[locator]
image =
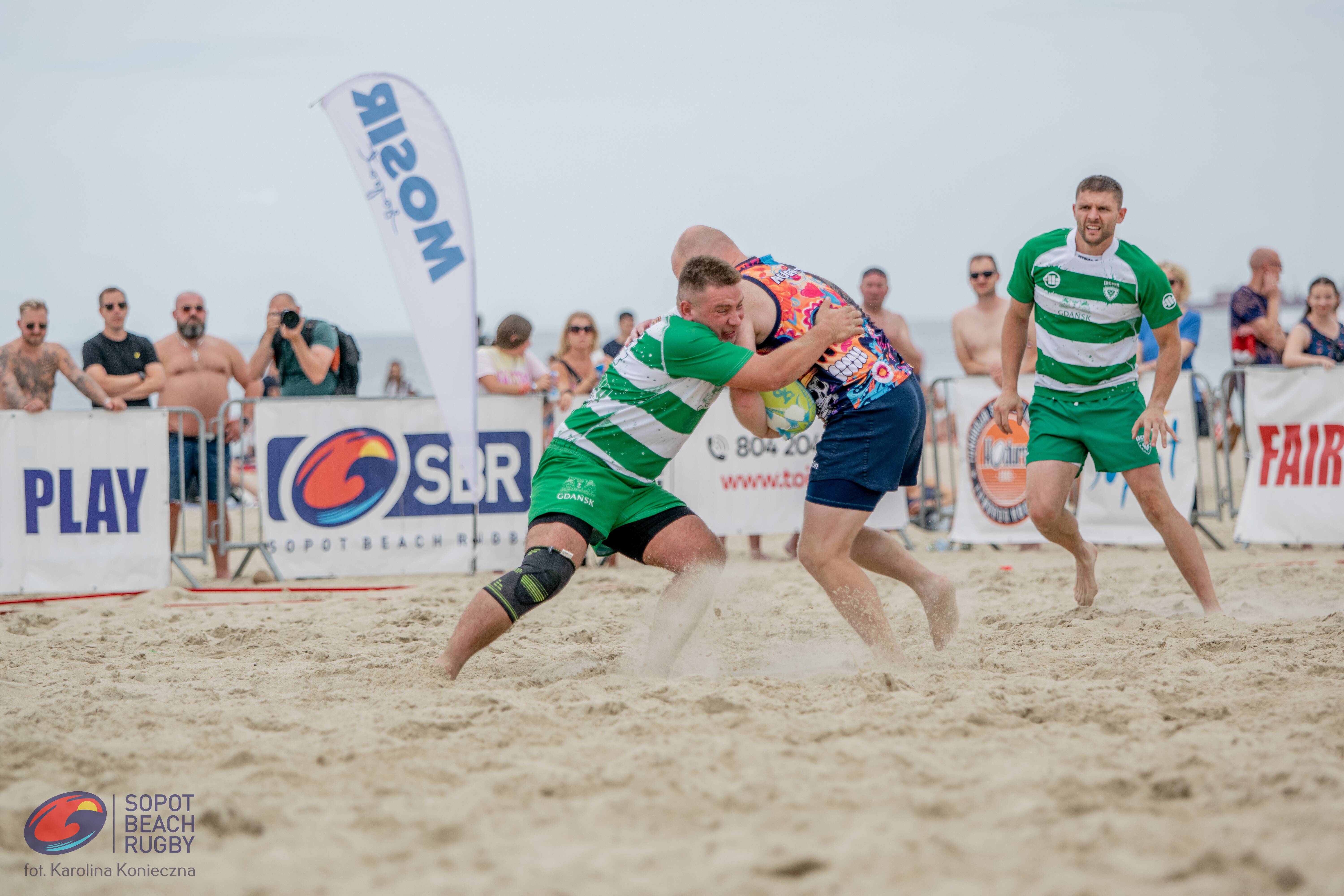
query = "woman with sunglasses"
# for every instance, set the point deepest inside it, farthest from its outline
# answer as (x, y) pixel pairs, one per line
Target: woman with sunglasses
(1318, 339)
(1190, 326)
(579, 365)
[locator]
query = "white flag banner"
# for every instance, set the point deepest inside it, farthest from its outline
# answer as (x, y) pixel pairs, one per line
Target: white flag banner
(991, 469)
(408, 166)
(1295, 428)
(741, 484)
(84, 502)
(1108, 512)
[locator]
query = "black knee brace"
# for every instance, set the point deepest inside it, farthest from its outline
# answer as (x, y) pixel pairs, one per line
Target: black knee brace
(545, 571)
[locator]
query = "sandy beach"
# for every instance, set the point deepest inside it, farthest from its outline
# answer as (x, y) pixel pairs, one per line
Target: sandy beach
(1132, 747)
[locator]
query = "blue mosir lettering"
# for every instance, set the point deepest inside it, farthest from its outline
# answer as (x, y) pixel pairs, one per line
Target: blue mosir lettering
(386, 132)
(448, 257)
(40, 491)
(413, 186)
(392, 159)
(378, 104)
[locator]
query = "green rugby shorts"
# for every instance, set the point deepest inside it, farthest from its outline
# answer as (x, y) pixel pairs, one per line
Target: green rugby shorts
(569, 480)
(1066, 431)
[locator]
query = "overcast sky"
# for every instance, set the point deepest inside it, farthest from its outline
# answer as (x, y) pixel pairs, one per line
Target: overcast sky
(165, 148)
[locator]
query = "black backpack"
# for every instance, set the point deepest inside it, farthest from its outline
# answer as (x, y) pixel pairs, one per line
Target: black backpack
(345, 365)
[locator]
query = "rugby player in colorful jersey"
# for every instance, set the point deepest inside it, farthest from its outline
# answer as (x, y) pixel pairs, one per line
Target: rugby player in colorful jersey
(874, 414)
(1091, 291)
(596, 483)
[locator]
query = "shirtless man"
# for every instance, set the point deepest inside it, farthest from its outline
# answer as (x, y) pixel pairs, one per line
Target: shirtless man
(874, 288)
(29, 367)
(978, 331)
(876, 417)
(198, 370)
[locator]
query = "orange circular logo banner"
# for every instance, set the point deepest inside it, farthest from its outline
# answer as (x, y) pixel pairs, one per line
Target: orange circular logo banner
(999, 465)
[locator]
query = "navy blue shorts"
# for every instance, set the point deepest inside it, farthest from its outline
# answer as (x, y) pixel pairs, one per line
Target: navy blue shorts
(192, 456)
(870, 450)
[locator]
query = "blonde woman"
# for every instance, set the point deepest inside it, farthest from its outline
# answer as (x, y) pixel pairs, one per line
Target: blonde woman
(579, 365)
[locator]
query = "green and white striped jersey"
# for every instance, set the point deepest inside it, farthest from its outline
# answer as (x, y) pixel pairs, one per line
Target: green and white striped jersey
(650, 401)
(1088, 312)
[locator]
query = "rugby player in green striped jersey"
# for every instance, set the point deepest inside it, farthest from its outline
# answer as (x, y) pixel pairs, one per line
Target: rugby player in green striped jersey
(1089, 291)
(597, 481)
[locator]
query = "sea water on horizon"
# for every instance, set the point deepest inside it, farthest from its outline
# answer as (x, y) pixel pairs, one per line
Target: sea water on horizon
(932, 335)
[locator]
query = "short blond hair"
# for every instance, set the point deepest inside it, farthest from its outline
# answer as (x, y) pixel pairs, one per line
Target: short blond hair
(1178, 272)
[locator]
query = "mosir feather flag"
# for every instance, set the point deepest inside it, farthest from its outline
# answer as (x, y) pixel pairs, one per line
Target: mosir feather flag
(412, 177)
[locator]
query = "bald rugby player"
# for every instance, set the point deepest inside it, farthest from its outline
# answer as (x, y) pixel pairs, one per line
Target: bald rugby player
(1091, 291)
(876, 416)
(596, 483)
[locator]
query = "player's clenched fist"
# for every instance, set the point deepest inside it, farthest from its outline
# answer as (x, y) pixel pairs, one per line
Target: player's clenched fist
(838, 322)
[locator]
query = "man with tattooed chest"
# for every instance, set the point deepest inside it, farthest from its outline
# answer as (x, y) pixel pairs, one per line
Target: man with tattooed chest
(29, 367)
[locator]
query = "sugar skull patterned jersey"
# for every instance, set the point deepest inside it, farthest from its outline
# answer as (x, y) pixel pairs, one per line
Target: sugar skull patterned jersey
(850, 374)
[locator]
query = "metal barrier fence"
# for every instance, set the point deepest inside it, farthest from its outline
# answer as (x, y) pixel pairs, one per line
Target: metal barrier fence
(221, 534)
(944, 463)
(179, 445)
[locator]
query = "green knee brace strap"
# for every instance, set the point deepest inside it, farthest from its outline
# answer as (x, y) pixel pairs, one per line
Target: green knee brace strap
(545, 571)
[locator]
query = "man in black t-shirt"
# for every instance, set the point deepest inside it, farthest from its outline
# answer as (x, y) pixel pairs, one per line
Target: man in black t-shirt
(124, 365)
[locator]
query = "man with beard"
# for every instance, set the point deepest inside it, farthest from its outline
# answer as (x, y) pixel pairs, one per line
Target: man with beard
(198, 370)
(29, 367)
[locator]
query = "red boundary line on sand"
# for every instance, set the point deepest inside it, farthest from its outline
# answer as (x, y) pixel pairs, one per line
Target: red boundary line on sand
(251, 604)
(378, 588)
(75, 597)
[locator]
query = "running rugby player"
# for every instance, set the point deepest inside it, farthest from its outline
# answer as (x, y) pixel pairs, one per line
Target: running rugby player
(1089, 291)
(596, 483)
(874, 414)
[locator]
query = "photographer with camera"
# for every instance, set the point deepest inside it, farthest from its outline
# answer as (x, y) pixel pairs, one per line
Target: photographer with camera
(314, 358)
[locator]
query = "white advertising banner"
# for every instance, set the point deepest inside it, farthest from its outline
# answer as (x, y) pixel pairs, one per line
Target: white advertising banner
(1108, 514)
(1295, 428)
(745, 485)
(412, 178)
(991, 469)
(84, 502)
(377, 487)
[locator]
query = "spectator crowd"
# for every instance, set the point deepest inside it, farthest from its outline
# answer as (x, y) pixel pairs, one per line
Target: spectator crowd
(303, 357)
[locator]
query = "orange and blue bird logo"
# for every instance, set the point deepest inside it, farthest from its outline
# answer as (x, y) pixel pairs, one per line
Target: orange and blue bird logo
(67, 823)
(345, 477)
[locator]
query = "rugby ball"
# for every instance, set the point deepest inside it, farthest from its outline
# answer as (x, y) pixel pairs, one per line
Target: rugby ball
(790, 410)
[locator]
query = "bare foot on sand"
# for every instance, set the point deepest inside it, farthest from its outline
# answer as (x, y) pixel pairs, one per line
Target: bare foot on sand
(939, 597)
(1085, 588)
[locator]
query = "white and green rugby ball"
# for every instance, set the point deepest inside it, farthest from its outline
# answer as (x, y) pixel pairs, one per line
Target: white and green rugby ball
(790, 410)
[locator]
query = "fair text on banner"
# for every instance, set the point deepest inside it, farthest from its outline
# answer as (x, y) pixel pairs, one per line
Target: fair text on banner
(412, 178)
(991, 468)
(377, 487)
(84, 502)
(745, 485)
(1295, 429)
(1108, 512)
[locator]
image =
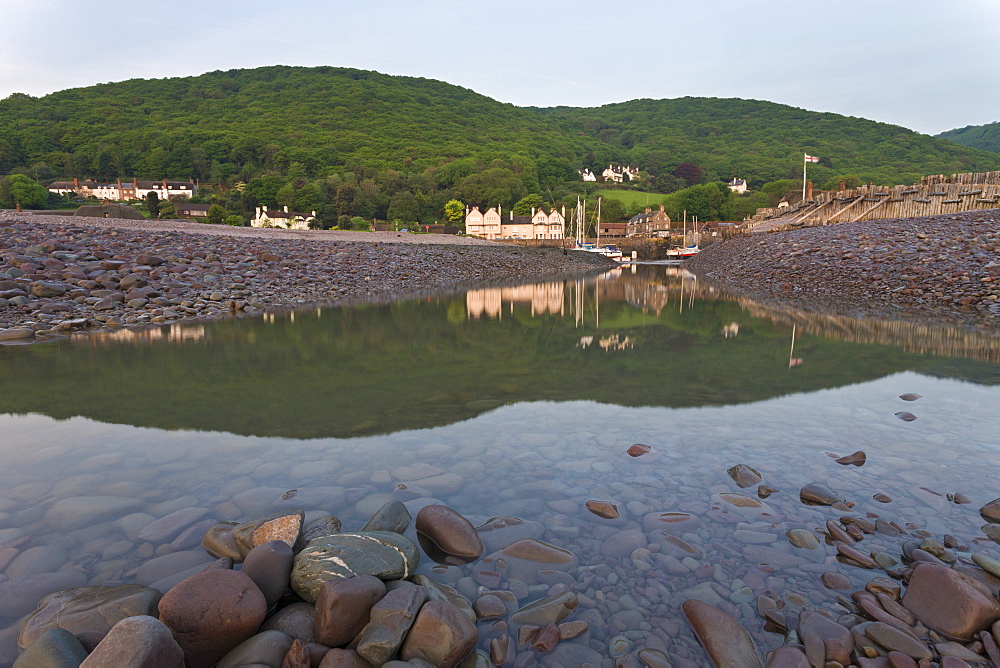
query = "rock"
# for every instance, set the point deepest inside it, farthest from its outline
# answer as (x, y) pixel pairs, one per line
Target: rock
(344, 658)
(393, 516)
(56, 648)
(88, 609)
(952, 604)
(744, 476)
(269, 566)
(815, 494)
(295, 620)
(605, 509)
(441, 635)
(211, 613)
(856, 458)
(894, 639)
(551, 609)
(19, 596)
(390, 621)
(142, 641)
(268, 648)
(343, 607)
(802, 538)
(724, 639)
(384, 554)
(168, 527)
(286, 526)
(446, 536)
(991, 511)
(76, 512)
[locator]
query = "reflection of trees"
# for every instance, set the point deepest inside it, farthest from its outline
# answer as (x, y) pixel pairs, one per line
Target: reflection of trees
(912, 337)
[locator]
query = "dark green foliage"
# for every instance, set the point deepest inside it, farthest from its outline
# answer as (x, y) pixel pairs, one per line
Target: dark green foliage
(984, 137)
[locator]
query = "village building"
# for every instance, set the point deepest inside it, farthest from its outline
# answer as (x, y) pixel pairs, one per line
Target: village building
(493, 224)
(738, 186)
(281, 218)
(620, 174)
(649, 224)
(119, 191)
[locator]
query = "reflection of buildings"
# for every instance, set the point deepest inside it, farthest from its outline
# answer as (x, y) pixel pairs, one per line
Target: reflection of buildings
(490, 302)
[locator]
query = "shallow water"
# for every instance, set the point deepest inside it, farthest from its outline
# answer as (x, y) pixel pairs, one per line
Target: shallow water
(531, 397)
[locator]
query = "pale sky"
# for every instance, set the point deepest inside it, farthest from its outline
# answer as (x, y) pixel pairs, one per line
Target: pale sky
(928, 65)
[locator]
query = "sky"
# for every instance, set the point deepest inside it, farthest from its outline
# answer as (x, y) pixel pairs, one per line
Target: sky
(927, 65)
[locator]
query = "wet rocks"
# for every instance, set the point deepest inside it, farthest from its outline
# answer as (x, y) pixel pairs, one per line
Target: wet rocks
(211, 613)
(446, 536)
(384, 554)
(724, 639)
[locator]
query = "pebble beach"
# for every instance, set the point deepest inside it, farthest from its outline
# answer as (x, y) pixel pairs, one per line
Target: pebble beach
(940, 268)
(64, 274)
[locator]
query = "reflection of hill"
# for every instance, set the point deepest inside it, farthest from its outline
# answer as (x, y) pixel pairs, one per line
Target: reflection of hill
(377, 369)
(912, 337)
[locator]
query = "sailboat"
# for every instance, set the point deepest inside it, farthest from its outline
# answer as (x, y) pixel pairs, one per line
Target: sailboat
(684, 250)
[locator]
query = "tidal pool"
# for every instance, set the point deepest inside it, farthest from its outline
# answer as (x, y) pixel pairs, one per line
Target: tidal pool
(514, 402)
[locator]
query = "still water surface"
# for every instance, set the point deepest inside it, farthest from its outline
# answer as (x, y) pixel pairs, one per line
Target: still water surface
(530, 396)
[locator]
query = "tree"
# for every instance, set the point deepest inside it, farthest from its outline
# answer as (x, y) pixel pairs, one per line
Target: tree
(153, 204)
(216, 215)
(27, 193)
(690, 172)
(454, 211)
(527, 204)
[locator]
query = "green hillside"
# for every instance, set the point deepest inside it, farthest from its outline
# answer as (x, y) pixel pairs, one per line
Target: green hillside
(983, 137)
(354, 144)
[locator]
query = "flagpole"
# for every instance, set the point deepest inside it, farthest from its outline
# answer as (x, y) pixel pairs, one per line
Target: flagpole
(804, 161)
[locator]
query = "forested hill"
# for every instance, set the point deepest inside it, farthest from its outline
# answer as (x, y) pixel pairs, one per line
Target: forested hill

※ ※ ※

**Written task**
Copy the records word for word, from the very first line through the line containing "(1066, 431)", with both ends included. Leave the pictures out.

**Problem solution**
[locator]
image =
query = "woman with sunglasses"
# for every instance, set the point deepest inside it, farthest from its outline
# answer as (x, y) pixel pairs, one per line
Target: woman with sunglasses
(1318, 339)
(1190, 326)
(579, 365)
[locator]
query = "white flag banner"
# for every instance, set the point deepest inside it, farthest from its outline
# answer as (x, y) pixel pairs, one per line
Target: white flag banner
(991, 469)
(408, 166)
(1295, 428)
(741, 484)
(84, 502)
(1108, 512)
[locator]
query = "black knee brace"
# for every instance, set the point deepest inside it, farthest from its outline
# answer as (x, y) pixel pairs, one per line
Target: black knee brace
(545, 571)
[locator]
query = "sandy beach"
# for every instance, set the point deepest inside it, farthest from its outline
# answer as (x, y) pixel pairs, one per line
Target: sandy beach
(1132, 747)
[locator]
query = "blue mosir lettering"
# for every instance, set the point deepest inside it, farthest from its outline
# answer as (x, y) pixel pairs, one per line
Target: blue mosir lettering
(386, 132)
(448, 257)
(40, 491)
(413, 186)
(392, 159)
(378, 104)
[locator]
query = "green rugby shorts"
# for every instance, set the point deepest inside it, farthest from its outline
# answer as (x, y) pixel pairs, one per line
Target: green rugby shorts
(569, 480)
(1066, 431)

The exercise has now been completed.